>> BEGIN Exercise inputs

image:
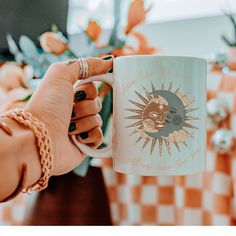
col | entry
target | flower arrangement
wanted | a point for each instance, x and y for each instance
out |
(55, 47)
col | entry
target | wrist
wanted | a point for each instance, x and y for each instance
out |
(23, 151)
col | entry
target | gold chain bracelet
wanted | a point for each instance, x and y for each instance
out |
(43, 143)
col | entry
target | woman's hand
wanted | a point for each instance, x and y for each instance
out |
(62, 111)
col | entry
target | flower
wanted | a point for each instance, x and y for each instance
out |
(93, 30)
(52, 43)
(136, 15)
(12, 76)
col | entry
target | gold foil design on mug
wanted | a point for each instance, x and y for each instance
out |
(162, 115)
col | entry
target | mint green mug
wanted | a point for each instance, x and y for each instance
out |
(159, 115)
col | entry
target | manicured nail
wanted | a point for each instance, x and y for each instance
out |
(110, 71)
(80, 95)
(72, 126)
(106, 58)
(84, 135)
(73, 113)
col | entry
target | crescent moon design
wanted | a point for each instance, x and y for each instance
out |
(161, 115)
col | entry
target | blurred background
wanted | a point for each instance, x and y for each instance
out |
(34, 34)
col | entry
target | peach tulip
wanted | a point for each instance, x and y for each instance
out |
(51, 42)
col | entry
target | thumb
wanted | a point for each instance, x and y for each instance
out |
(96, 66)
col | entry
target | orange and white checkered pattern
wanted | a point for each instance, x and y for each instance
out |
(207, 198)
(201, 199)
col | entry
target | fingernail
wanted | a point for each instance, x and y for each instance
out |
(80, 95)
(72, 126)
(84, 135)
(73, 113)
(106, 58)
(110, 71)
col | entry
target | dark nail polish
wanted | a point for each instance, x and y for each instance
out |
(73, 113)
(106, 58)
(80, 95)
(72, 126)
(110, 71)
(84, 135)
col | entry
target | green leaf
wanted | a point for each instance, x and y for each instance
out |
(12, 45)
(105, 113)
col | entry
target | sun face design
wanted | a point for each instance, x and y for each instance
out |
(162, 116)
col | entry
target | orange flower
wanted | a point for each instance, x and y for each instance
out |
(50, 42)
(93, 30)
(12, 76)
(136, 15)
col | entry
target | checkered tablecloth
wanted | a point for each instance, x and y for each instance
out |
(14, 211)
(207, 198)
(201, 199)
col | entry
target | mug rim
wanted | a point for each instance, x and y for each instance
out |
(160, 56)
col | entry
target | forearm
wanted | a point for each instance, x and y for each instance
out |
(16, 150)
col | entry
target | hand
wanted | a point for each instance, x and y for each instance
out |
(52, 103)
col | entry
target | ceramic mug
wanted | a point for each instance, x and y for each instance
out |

>> END Exercise inputs

■ The exercise
Return to the listing above and set it down exactly, leaving out its pictures.

■ Answer to this task
image:
col | entry
target | flower arrangement
wanted | a point for each instance, x and y for each instance
out |
(55, 47)
col | entry
target | wrist
wanted | a point for each instance, x and y for each instance
out |
(23, 151)
col | entry
target | gold chain bracelet
wanted | a point for each instance, x and y for each instance
out |
(43, 143)
col | entry
target | woman's hand
wanted | a point for each instance, x and y for each instance
out |
(62, 111)
col | entry
target | flower
wanted | a point for each instance, x and y for each instance
out |
(93, 30)
(52, 43)
(136, 15)
(12, 76)
col | entry
target | gold foil design on mug
wanted | a point for each instance, x and y for each instance
out |
(162, 115)
col | entry
target | mint green mug
wanted | a point for each instance, x and y for each instance
out |
(159, 115)
col | entry
target | manicured nail
wanted | a point for each instance, x and y for each instance
out |
(110, 71)
(80, 95)
(72, 126)
(106, 58)
(84, 135)
(73, 113)
col | entry
target | crescent moon design
wanted | a point for each instance, x and y for each instance
out |
(161, 115)
col | entry
target | blurred background
wanted | a point for each instance, x and y for each instance
out |
(34, 34)
col | entry
target | peach tulip
wanted | a point for each instance, x and y for each instance
out |
(51, 42)
col | entry
target | thumb
wanted | a point for each instance, x and y for each instance
out |
(96, 66)
col | entry
target | orange and white checkered pattern
wanted | a point for each instance, x and y for each instance
out |
(207, 198)
(201, 199)
col | entry
target | fingernail
wanted | a point for each instance, x and y for each instance
out |
(80, 95)
(72, 126)
(84, 135)
(73, 113)
(106, 58)
(110, 71)
col | entry
target | dark nail polish
wanted | a point for each instance, x and y for each instance
out |
(73, 113)
(106, 58)
(80, 95)
(72, 126)
(110, 71)
(84, 135)
col | entry
target | green leaf
wanted | a point for each instance, x and y for each instance
out |
(12, 45)
(105, 113)
col | entry
target | sun face design
wanted | a point for each instance, x and y for each instance
out |
(162, 116)
col | entry
target | orange flower
wanted | a point for each instance, x and y for each instance
out |
(50, 42)
(93, 30)
(12, 76)
(136, 15)
col | entry
target | checkered tablecloth
wanted | a point for each instance, x and y for each instance
out |
(14, 211)
(207, 198)
(201, 199)
col | entry
target | mug rim
wanted | a point for each instance, x and y for each instance
out |
(160, 56)
col | entry
target | forearm
wanted | a point for each instance, x and y for each instance
out |
(16, 150)
col | entry
target | hand
wanted | a point for each instance, x and y for each instance
out |
(52, 103)
col | entry
target | ceramic mug
wanted | a point for each instance, x and y for each instance
out |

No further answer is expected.